== Goal ==
Put every line of the records below into a Markdown table with the columns Row and Line, numbering each row and skipping blank lines. Leave the pictures out.

Start of Data for the task

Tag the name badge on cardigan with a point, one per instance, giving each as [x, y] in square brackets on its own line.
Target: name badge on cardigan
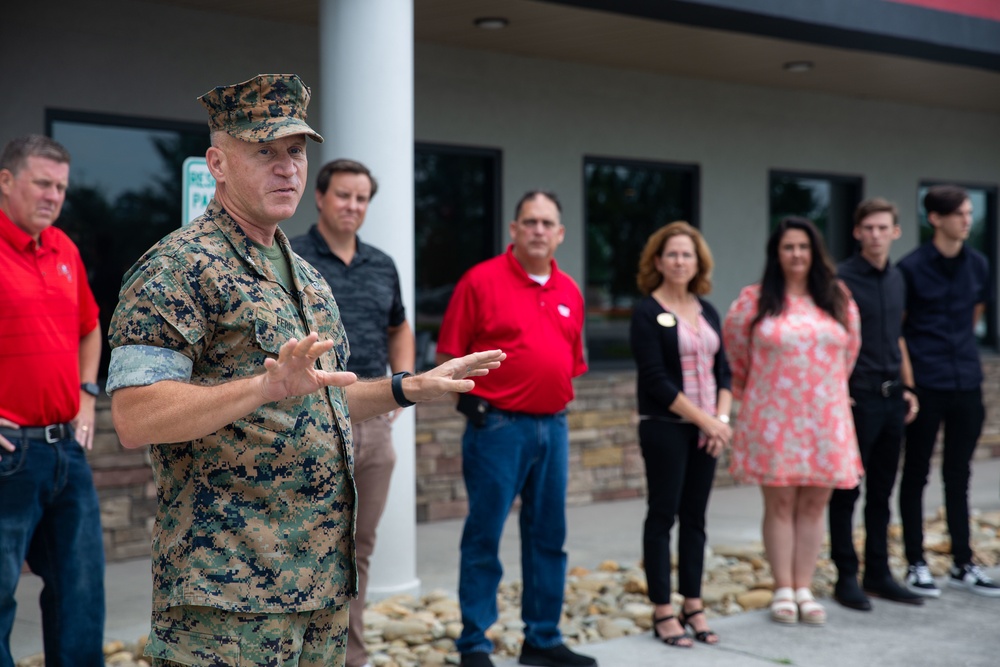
[666, 320]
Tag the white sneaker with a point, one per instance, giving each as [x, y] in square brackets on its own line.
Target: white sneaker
[920, 581]
[971, 578]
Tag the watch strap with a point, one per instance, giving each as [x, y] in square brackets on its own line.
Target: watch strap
[397, 389]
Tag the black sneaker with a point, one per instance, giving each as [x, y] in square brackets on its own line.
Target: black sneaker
[920, 581]
[477, 659]
[973, 579]
[557, 656]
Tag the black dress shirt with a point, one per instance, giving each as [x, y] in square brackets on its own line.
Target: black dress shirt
[941, 296]
[881, 298]
[657, 355]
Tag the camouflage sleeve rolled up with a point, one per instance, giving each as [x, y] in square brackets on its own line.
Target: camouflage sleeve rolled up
[259, 516]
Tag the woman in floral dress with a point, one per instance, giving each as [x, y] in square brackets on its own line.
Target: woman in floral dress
[792, 341]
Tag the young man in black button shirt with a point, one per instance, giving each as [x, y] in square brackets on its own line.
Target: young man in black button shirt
[947, 288]
[882, 402]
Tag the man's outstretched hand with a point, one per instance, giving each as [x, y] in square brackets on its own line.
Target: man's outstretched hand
[452, 376]
[294, 372]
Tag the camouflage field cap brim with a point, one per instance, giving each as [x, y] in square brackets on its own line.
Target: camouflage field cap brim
[265, 108]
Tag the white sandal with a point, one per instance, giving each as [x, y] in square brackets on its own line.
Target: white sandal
[783, 607]
[810, 611]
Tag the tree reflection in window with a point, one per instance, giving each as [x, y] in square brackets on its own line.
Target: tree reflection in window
[457, 218]
[828, 200]
[125, 192]
[625, 202]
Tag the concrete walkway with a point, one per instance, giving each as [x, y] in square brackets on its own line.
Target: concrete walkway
[958, 629]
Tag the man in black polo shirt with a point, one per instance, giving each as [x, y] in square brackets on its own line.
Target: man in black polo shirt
[947, 289]
[366, 285]
[882, 402]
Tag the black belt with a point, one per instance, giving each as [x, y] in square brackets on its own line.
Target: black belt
[51, 434]
[887, 389]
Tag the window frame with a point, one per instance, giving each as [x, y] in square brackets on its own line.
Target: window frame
[991, 340]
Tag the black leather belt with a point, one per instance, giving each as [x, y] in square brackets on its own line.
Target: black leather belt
[887, 389]
[51, 434]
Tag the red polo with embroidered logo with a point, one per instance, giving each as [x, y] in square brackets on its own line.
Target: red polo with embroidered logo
[46, 307]
[497, 305]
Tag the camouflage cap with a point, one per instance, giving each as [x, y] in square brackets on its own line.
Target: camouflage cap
[265, 108]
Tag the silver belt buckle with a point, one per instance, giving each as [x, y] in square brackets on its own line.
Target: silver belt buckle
[53, 433]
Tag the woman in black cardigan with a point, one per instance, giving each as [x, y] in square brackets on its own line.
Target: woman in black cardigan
[684, 403]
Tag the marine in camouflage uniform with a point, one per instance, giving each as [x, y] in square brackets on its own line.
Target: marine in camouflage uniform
[366, 284]
[253, 554]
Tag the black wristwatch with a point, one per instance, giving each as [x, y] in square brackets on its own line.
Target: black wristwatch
[397, 389]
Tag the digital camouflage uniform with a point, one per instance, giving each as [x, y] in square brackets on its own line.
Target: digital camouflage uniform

End of Data for the task

== Result for this exercise ==
| Row | Line |
|---|---|
| 1 | Tag the name badge on cardigan with a point, one per instance, giving each as [x, y] in square brackets on its own line. |
| 2 | Target: name badge on cardigan |
| 3 | [666, 320] |
| 4 | Tag the white sneaker with a point, one per instance, giving each as [x, y] in square brackets on its own line. |
| 5 | Target: white sneaker |
| 6 | [920, 581] |
| 7 | [971, 578] |
| 8 | Tag the watch strap with a point, one per instance, giving each as [x, y] in square brackets on its own line. |
| 9 | Target: watch strap |
| 10 | [397, 389] |
| 11 | Tag the black sneaker with a point, one per instance, giving each as [x, y] in square brackets on its own line. |
| 12 | Target: black sneaker |
| 13 | [920, 581] |
| 14 | [477, 659] |
| 15 | [973, 579] |
| 16 | [557, 656] |
| 17 | Tag the black dress shirt with a point, one per instance, giving each as [x, y] in square brackets on its own line. |
| 18 | Target: black dress shirt |
| 19 | [941, 296] |
| 20 | [881, 298] |
| 21 | [657, 355] |
| 22 | Tag the camouflage sleeve rolled up with a point, one per instance, giving each as [x, y] in square brackets on its own line. |
| 23 | Target: camouflage sleeve rolled up |
| 24 | [259, 516] |
| 25 | Tag the woman in floral dress with a point, one per instance, giving each as [x, y] in square brackets on its own line. |
| 26 | Target: woman in floral dress |
| 27 | [792, 341] |
| 28 | Tag the young man in black button shirt with a point, one per instance, giving each as [x, y] in square brackets on its own line. |
| 29 | Target: young man in black button shirt |
| 30 | [947, 288] |
| 31 | [882, 402] |
| 32 | Tag the man's outstretched hand with a point, one per instance, giving each as [x, y] in square brackets on its own line. |
| 33 | Target: man's outstretched hand |
| 34 | [452, 376] |
| 35 | [294, 372] |
| 36 | Tag the camouflage field cap brim with a point, one per instance, giving each as [x, y] in square brackets on its own line. |
| 37 | Target: camouflage field cap brim |
| 38 | [265, 108] |
| 39 | Tag the white sandal with a point, one per instance, giving each as [x, y] in square brackets on its own line. |
| 40 | Target: white sandal |
| 41 | [783, 607] |
| 42 | [810, 611] |
| 43 | Tag the tree reflection in window with a point, one per instance, giving each as [x, y] in square brackets on its own line. |
| 44 | Target: tree reflection in window |
| 45 | [457, 218] |
| 46 | [828, 200] |
| 47 | [125, 192] |
| 48 | [625, 202] |
| 49 | Tag the concrete walkway with a point, one per instance, giving each as [x, y] in square brackets on its own line. |
| 50 | Target: concrete walkway |
| 51 | [958, 629] |
| 52 | Tag the man in black polo shirt with a point, one per instance, giving each as [x, y] in square brackets on its own line. |
| 53 | Target: man in black polo shirt |
| 54 | [947, 289] |
| 55 | [366, 285] |
| 56 | [882, 402] |
| 57 | Tag the black belt with a point, one per instance, giving each as [x, y] in square brackets on its own line. |
| 58 | Target: black belt |
| 59 | [51, 434] |
| 60 | [887, 389] |
| 61 | Tag the window frame with a point, one per instance, giving each as [x, y] in square brackets on its own line. |
| 62 | Target: window frame |
| 63 | [991, 340] |
| 64 | Tag the black leather belt with a point, one per instance, giving each as [x, y] in square brackets on its own line. |
| 65 | Target: black leather belt |
| 66 | [887, 389] |
| 67 | [51, 434] |
| 68 | Tag the red polo with embroidered logo with a point, one per instance, giving each as [x, y] in square brackets on its own line. |
| 69 | Target: red polo with embroidered logo |
| 70 | [46, 307] |
| 71 | [497, 305] |
| 72 | Tag the camouflage cap with a point, one per instance, giving each as [x, y] in square brackets on its own line. |
| 73 | Target: camouflage cap |
| 74 | [265, 108] |
| 75 | Tag the silver belt buckle with a point, one per instance, giving each as [x, y] in square brackets on its own line. |
| 76 | Target: silver belt buckle |
| 77 | [53, 433] |
| 78 | Tag the woman in black cardigan with a point, one per instance, giving each as [x, y] in square brackets on its own line. |
| 79 | Target: woman in black cardigan |
| 80 | [684, 403] |
| 81 | Tag the marine in camouflage uniform with a point, one per instance, giving each as [x, y] in square brackets on its own line. |
| 82 | Target: marine in camouflage uniform |
| 83 | [366, 284] |
| 84 | [253, 554] |
| 85 | Tag the black wristwatch with a point, one per instance, giving each as [x, y] in square brackets on its own line. |
| 86 | Target: black wristwatch |
| 87 | [397, 389] |
| 88 | Tag the digital camouflage uniform with a point, one per instance, giving each as [x, y] in square brackets on its own line. |
| 89 | Target: digital camouflage uniform |